Request -
Convert the records, from the line containing "to the railway" through the end of the records, inclusive, into a Markdown table with the columns No. and Line. Give each line its own numbered row and leave out blank lines.
[Start Listed records]
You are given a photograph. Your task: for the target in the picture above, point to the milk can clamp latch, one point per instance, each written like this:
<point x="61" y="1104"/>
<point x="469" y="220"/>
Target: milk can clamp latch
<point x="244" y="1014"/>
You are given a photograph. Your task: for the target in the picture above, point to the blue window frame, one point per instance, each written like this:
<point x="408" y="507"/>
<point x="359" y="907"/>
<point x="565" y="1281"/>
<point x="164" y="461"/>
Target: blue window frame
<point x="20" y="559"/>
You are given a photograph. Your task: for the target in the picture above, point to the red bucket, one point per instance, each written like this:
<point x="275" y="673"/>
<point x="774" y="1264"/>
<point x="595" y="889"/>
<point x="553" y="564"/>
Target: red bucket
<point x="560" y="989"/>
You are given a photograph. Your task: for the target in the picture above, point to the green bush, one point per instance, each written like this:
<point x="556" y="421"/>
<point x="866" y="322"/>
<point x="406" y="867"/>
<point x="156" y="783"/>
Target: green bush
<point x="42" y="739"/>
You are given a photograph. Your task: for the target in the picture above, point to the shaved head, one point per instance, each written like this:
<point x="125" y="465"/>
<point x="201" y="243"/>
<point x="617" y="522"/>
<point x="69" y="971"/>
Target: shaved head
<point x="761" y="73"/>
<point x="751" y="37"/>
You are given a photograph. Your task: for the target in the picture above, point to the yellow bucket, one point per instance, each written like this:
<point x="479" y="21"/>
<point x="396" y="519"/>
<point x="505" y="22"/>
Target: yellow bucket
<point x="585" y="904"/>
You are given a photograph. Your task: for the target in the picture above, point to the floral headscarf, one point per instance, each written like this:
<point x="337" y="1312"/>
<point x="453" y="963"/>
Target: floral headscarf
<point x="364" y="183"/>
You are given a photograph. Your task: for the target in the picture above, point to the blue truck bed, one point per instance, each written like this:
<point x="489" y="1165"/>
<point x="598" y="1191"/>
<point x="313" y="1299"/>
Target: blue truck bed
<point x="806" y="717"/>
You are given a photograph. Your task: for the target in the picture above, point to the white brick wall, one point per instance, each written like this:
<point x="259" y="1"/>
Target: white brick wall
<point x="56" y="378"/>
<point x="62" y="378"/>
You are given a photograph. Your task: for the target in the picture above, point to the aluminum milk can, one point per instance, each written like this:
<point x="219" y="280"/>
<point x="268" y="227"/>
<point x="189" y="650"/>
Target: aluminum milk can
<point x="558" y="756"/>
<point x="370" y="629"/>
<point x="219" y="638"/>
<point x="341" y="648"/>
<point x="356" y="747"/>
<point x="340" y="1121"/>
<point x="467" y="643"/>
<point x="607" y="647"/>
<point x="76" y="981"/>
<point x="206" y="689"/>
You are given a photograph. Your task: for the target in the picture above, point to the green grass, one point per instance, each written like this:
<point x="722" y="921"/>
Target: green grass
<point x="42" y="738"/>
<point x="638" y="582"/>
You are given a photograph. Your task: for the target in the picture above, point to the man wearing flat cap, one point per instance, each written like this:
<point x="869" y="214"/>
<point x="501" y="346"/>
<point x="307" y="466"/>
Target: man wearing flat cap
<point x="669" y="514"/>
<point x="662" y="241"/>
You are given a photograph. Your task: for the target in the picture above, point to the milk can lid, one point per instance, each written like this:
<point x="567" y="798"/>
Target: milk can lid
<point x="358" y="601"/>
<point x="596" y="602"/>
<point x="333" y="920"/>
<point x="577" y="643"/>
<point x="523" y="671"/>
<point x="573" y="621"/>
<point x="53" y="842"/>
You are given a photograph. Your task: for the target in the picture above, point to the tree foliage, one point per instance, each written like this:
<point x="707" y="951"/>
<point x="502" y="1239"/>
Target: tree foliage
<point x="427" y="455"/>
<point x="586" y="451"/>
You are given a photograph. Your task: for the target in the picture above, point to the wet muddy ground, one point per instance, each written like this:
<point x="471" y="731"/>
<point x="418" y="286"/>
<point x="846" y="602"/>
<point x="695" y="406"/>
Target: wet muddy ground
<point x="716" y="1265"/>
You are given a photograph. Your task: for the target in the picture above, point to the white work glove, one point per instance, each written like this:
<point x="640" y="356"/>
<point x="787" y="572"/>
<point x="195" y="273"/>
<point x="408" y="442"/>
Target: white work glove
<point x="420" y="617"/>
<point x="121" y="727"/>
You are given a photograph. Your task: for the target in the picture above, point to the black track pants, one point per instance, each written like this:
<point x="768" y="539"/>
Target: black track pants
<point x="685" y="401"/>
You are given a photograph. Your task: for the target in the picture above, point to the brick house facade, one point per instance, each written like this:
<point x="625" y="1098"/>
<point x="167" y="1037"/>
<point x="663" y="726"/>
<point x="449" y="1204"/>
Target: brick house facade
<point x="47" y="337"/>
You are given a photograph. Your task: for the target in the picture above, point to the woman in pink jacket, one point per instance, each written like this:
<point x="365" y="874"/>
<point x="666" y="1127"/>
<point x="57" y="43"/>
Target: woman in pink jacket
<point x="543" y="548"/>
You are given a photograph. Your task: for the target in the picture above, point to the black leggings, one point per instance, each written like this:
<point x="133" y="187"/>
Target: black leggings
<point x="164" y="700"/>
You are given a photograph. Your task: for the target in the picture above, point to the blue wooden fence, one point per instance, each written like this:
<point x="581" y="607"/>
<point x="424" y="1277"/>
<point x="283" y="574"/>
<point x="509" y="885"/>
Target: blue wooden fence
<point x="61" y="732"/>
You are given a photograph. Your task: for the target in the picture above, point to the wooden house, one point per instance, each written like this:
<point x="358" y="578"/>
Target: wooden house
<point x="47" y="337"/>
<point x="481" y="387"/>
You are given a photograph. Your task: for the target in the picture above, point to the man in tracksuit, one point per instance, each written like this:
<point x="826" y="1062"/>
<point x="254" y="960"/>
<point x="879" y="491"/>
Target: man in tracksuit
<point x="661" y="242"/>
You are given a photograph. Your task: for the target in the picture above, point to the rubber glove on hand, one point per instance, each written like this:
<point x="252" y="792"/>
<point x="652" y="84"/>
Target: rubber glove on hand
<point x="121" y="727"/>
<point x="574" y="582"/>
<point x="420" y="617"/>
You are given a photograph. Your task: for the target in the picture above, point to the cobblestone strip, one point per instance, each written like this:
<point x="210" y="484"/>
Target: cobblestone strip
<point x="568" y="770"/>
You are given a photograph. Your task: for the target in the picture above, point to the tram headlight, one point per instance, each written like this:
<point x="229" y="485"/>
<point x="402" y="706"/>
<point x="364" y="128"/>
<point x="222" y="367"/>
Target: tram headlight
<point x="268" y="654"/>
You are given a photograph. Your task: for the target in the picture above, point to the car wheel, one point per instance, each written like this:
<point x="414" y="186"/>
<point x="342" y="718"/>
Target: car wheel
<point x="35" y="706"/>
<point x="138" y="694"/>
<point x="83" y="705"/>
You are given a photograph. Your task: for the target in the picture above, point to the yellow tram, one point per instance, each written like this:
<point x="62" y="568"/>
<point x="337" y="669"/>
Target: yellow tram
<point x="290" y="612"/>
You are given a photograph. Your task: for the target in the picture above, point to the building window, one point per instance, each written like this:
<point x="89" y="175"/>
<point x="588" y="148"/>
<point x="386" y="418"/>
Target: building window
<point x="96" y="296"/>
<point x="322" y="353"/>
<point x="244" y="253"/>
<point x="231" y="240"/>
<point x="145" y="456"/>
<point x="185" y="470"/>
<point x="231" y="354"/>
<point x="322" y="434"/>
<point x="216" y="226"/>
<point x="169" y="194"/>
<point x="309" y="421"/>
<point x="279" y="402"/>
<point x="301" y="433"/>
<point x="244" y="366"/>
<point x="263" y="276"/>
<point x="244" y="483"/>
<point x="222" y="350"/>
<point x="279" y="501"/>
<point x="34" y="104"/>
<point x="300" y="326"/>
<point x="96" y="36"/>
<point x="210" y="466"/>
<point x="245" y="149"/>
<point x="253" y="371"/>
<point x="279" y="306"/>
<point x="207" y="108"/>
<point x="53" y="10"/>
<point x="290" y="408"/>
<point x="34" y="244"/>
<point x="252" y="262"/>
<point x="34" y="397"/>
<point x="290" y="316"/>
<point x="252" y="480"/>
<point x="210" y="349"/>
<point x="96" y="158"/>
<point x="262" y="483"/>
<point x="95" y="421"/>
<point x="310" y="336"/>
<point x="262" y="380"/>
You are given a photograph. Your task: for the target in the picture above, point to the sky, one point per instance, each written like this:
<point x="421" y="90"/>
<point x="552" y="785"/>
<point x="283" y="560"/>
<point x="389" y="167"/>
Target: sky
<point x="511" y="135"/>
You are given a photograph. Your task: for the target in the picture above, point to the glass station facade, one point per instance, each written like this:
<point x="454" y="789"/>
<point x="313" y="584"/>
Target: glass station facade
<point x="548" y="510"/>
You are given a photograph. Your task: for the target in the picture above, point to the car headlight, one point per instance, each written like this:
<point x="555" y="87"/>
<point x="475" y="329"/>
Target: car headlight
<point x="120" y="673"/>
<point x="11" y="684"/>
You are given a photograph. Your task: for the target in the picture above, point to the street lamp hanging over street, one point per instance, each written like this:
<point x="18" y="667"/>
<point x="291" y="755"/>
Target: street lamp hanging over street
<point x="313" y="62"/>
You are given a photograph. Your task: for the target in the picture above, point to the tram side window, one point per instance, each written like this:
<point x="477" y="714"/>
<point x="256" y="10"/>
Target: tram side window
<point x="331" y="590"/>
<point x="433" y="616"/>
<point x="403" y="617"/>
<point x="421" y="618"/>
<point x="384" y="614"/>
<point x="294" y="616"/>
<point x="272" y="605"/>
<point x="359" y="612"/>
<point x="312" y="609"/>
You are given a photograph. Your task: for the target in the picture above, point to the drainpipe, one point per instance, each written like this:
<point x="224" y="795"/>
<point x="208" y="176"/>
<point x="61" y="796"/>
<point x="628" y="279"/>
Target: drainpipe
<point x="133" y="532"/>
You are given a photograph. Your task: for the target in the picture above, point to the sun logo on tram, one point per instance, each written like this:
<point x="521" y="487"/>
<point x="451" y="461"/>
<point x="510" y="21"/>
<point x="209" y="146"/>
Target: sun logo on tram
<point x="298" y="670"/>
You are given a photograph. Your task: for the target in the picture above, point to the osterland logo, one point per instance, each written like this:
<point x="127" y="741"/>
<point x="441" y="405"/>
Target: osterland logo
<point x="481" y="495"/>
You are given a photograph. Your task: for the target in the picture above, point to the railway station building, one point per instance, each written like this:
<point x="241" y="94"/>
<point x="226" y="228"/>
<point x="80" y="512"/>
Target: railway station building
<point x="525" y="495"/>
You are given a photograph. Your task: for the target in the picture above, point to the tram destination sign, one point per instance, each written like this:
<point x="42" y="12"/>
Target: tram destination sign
[End Listed records]
Worked solution -
| No. | Line |
|---|---|
| 1 | You are given a photograph. Your task: for the target in the picture above, point to the railway station building, one point per instance, each written like this: |
| 2 | <point x="241" y="94"/> |
| 3 | <point x="226" y="228"/> |
| 4 | <point x="80" y="512"/> |
| 5 | Target: railway station building |
| 6 | <point x="525" y="495"/> |
| 7 | You are given a photograph. Your task: for the target in the picture above, point to the tram destination sign, one point per instance, each written like this: |
| 8 | <point x="42" y="12"/> |
| 9 | Target: tram destination sign |